The task →
Copy the passage of the text on complex regional pain syndrome that starts at "- Type I (also" and ends at "than is typical)".

Complex regional pain syndrome (CRPS) is a chronic pain disorder that occurs in a part of the body that has been injured or damaged.
The location is usually the arm or leg, but CRPS can occur anywhere. The resulting pain is often longer in duration or greater in intensity than what would usually be expected for a level of injury. CRPS often occurs after trauma or surgery. The cause is often disproportionate response of the sympathetic nervous system to fractures, crush injuries, sprains, or surgery. However, in about 10% of patients, there is no specific incident that causes CRPS.
CRPS has two subtypes, Type I and Type II.
- Type I (also known as reflex sympathetic dystrophy) includes patients who do not have damage to their peripheral nerves. Peripheral nerves transmit information from the brain and spinal cord to different parts of the body, and vice versa.
- Type II (also known as causalgia) occurs in patients who have peripheral nerve damage.
Symptoms of CRPS include:
- Burning, stinging, or tearing pain
- Changes in sensation (abnormally increased sensitivity or tenderness)
- Reduced strength in the affected part of the body
- Differences in skin temperature, skin color, sweat, or swelling
A diagnosis of CRPS is suspected when:
- The aforementioned symptoms develop after limb trauma, usually within 4-6 weeks
- Symptoms are disproportionate to the initial trauma (persist longer, or are more intense than is typical)
- Symptoms “travel” beyond the region involved in the trauma
At Unique Pain Medicine, we treat CRPS via:
- Sympathetic nerve blocks, which work by blocking the pathological signals being sent from the sympathetic nervous system to the affected part of the body.
- Trigger point injections, which reduce the pain originating from tender points – often the trapezius and suprascapular muscles if the upper limbs are affected.
- Spinal cord stimulator – “distracts” the body from the pain by interrupting the signals being sent by the sympathetic nervous system to the region involved in CRPS.
- The above interventions are often combined with physical/occupational therapy. The goal of treatment is to allow the patient to participate actively in a rehabilitation regimen and to reduce pain, restore movement, and improve strength of the affected limb.

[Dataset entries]
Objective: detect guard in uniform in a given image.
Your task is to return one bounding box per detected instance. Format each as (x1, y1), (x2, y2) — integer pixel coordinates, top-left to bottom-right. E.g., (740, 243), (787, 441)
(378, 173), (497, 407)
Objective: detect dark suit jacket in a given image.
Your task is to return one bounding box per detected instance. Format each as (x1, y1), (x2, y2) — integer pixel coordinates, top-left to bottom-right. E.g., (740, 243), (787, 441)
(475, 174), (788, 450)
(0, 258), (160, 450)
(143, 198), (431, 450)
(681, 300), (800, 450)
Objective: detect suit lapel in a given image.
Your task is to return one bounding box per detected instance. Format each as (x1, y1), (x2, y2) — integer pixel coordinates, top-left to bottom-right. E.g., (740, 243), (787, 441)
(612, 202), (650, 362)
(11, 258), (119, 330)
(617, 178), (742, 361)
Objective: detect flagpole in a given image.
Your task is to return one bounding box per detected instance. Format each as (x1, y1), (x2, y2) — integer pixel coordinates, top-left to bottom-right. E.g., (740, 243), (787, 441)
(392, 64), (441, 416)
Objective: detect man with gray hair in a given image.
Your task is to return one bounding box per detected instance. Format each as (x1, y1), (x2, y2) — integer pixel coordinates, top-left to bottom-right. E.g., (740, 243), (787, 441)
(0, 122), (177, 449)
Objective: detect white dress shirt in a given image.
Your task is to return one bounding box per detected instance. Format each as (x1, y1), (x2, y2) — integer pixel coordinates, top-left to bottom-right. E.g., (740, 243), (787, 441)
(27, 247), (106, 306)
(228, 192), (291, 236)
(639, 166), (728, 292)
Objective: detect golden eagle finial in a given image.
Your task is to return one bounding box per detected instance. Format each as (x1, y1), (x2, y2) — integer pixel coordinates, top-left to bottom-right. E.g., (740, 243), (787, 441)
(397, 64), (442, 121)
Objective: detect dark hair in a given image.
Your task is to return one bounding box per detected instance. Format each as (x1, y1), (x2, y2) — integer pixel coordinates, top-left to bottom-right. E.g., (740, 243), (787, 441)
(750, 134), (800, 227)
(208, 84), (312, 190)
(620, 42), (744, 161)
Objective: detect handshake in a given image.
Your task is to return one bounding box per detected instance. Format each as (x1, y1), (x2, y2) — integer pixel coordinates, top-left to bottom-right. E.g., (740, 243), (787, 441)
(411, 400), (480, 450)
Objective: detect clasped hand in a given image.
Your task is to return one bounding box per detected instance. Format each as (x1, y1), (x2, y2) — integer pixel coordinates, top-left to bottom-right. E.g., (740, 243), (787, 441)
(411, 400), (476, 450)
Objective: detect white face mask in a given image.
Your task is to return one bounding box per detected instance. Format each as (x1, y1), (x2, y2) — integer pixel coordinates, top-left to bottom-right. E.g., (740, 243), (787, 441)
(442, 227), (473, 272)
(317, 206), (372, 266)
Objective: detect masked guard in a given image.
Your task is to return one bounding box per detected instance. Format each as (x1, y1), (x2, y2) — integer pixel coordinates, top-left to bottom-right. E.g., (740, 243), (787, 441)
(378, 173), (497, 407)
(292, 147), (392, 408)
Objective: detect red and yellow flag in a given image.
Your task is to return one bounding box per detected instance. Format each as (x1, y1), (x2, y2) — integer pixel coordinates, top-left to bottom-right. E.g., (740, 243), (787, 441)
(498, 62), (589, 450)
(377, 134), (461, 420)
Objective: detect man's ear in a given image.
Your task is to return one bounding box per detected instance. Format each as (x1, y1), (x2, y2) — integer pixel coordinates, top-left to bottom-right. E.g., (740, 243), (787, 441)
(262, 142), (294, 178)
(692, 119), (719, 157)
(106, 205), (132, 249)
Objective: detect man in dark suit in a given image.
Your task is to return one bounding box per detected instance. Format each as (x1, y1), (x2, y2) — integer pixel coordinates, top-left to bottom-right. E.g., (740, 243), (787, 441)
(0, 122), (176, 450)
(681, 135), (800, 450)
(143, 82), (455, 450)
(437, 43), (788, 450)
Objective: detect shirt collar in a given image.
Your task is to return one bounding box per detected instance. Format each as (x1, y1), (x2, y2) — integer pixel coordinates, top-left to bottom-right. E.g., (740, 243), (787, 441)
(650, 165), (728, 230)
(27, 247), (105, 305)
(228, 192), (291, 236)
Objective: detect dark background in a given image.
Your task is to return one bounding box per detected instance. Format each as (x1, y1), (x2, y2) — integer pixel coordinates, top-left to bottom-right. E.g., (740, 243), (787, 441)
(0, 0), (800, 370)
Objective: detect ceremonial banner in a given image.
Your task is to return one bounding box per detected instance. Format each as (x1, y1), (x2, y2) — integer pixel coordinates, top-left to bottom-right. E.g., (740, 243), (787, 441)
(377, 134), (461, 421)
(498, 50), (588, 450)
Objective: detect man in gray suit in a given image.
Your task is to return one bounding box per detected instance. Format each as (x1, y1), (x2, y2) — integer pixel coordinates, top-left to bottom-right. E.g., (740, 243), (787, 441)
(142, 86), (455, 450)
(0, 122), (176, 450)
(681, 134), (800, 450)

Answer to this problem →
- Type I (also known as reflex sympathetic dystrophy) includes patients who do not have damage to their peripheral nerves. Peripheral nerves transmit information from the brain and spinal cord to different parts of the body, and vice versa.
- Type II (also known as causalgia) occurs in patients who have peripheral nerve damage.
Symptoms of CRPS include:
- Burning, stinging, or tearing pain
- Changes in sensation (abnormally increased sensitivity or tenderness)
- Reduced strength in the affected part of the body
- Differences in skin temperature, skin color, sweat, or swelling
A diagnosis of CRPS is suspected when:
- The aforementioned symptoms develop after limb trauma, usually within 4-6 weeks
- Symptoms are disproportionate to the initial trauma (persist longer, or are more intense than is typical)